BEGIN DATASET RECORDS
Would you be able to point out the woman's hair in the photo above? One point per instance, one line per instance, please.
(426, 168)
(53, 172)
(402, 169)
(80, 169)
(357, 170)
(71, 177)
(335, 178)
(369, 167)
END DATASET RECORDS
WORK TO COMPLETE
From the first line to the last, copy the records without alteration.

EXERCISE OUTPUT
Would you be able to point out the woman's hair in the photo above? One point per instance, one line per instance, please.
(426, 168)
(53, 172)
(402, 169)
(80, 169)
(357, 170)
(71, 177)
(335, 178)
(369, 167)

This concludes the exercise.